Listed entries section start
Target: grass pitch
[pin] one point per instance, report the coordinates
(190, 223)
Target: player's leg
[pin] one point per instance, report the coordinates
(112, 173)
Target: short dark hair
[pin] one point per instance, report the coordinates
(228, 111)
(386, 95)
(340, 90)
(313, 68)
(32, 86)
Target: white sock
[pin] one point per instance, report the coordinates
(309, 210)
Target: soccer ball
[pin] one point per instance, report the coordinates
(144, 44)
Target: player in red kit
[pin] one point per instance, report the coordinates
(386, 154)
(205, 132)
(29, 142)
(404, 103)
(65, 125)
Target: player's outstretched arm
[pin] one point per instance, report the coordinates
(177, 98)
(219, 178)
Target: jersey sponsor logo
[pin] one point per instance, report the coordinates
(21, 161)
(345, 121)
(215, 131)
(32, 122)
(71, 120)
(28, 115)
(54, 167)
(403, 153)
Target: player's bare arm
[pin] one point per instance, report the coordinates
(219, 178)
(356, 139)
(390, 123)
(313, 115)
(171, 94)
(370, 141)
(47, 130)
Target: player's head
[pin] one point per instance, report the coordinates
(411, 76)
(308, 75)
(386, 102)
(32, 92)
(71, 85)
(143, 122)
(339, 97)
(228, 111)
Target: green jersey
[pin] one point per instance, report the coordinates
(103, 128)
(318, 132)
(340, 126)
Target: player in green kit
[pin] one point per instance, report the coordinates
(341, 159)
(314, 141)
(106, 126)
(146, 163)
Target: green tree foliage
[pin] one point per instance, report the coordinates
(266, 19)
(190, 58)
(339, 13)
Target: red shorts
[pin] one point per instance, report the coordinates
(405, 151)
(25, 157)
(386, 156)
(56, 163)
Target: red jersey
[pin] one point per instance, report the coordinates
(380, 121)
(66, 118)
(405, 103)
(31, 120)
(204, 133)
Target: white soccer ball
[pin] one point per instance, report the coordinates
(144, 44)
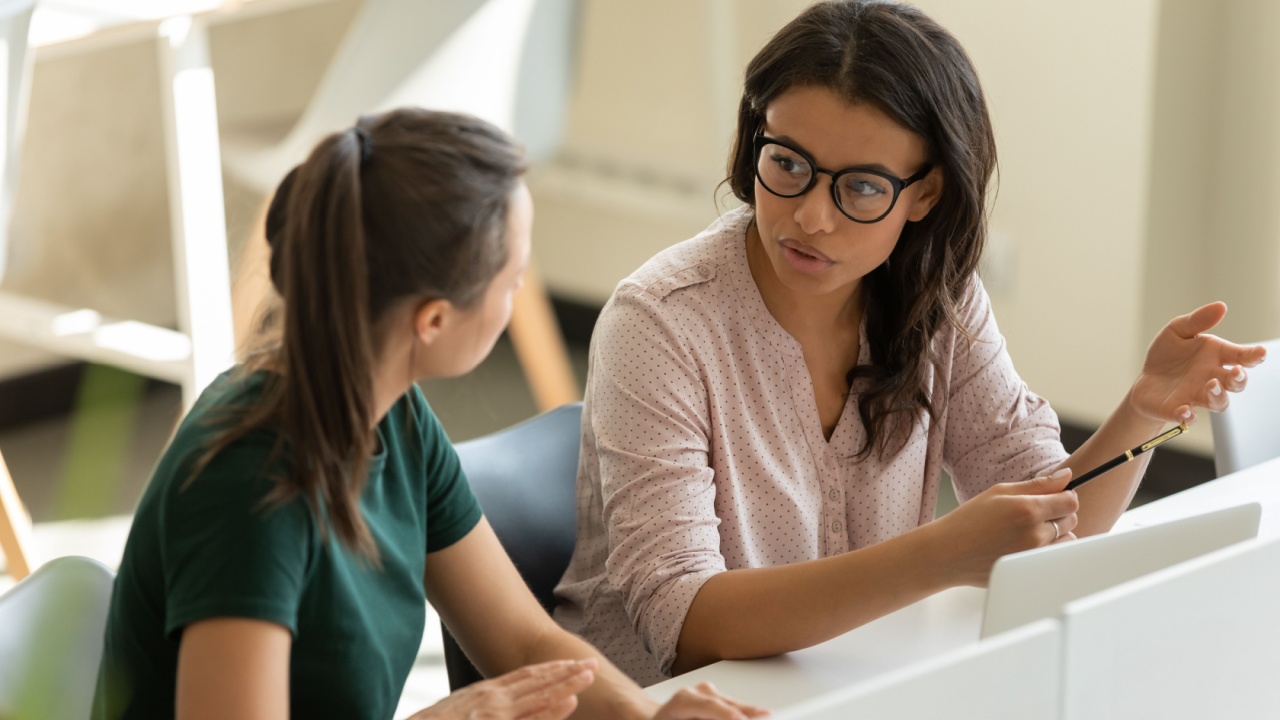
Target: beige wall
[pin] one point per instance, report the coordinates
(1137, 178)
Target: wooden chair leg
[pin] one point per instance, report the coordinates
(14, 527)
(540, 347)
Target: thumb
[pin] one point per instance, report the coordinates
(1055, 482)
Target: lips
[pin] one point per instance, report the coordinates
(804, 258)
(804, 250)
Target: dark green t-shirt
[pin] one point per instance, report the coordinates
(210, 550)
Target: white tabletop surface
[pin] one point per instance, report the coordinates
(1260, 483)
(946, 620)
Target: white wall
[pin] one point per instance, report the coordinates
(1138, 146)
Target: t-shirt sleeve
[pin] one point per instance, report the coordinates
(452, 509)
(997, 429)
(227, 555)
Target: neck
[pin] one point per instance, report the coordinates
(392, 379)
(798, 313)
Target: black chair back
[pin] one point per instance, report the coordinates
(525, 479)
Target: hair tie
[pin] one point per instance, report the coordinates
(366, 144)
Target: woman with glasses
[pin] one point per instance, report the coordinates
(771, 404)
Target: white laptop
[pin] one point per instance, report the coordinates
(1028, 586)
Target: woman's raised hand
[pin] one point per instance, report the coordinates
(547, 691)
(1187, 368)
(1005, 518)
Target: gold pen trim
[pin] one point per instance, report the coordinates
(1162, 438)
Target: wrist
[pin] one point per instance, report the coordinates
(936, 554)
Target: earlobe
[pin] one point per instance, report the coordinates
(430, 318)
(931, 191)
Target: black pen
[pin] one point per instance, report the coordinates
(1128, 455)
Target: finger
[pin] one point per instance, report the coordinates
(1247, 355)
(1234, 378)
(1051, 506)
(749, 710)
(1185, 414)
(558, 711)
(1068, 523)
(1051, 483)
(530, 678)
(1215, 395)
(1202, 319)
(690, 703)
(556, 691)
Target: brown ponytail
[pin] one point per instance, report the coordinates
(406, 206)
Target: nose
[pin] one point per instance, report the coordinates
(816, 210)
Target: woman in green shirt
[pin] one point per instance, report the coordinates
(310, 501)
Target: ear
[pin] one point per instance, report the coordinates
(430, 318)
(931, 191)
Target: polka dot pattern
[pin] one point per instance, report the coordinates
(703, 450)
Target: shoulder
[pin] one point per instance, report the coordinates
(246, 468)
(695, 261)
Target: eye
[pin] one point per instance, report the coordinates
(789, 163)
(858, 185)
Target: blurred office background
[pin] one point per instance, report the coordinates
(1138, 144)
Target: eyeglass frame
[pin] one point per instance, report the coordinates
(760, 140)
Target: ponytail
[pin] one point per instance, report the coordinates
(407, 205)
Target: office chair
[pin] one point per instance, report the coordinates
(525, 479)
(508, 62)
(1244, 433)
(51, 629)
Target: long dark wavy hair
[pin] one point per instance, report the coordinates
(406, 206)
(896, 59)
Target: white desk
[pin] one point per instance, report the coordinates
(932, 627)
(1260, 483)
(944, 621)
Listed entries section end
*Task details*
Return the lines beginning at the one that contains "Target: office chair" and continuing through the last line of the data, exactly as they stand and without any others.

*Completed task*
Target: office chair
[pin] one point per instance, report the coordinates
(525, 479)
(508, 62)
(1244, 433)
(51, 629)
Target: long dark wavy hair
[pin] one point per instance, report the coordinates
(406, 206)
(896, 59)
Target: white desk
[pin] one point per instance, report the coordinates
(932, 627)
(1260, 483)
(944, 621)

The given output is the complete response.